The records below are to be retyped in full. Keep every word.

::: Data to process

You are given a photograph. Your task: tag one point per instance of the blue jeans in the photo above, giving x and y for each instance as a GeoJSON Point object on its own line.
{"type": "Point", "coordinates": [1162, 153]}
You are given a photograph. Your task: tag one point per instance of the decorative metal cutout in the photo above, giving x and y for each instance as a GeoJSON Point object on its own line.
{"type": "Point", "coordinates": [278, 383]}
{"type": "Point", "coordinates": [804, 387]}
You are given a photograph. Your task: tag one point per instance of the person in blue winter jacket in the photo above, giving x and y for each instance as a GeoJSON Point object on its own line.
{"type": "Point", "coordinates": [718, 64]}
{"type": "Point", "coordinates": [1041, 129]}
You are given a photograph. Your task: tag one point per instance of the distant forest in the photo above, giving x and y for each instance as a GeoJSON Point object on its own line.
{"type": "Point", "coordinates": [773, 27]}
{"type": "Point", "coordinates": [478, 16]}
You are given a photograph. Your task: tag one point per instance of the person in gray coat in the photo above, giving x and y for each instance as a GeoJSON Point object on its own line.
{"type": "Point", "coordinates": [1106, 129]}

::::::

» **Exercise response**:
You are given a photograph. Your task: tag one point per instance of the blue jeans in the photo above, giving x and y for each instance as a GeoJSON Point object on its own line.
{"type": "Point", "coordinates": [1162, 153]}
You are given a photograph. Your task: tag one point per instance of the decorative metal cutout in the photo above, giving x and y for each instance as a GeoJSON Point object on its own line.
{"type": "Point", "coordinates": [278, 383]}
{"type": "Point", "coordinates": [804, 387]}
You are given a photograph. Your task: tag one point per instance of the person in blue winter jacket in the photo above, giving x and y for each instance as a GeoJSON Point object on its own line.
{"type": "Point", "coordinates": [718, 64]}
{"type": "Point", "coordinates": [1041, 129]}
You are given a photograph. Your task: tag one point per instance of the distant forest in the photo above, giving x and y for each instance as a GeoJSON Point object on its own line.
{"type": "Point", "coordinates": [773, 27]}
{"type": "Point", "coordinates": [478, 16]}
You are given a photograph. Your task: tag one point per instance of the person in gray coat in the photo above, giving x and y for each instance as a GeoJSON Point object on its own line.
{"type": "Point", "coordinates": [1106, 129]}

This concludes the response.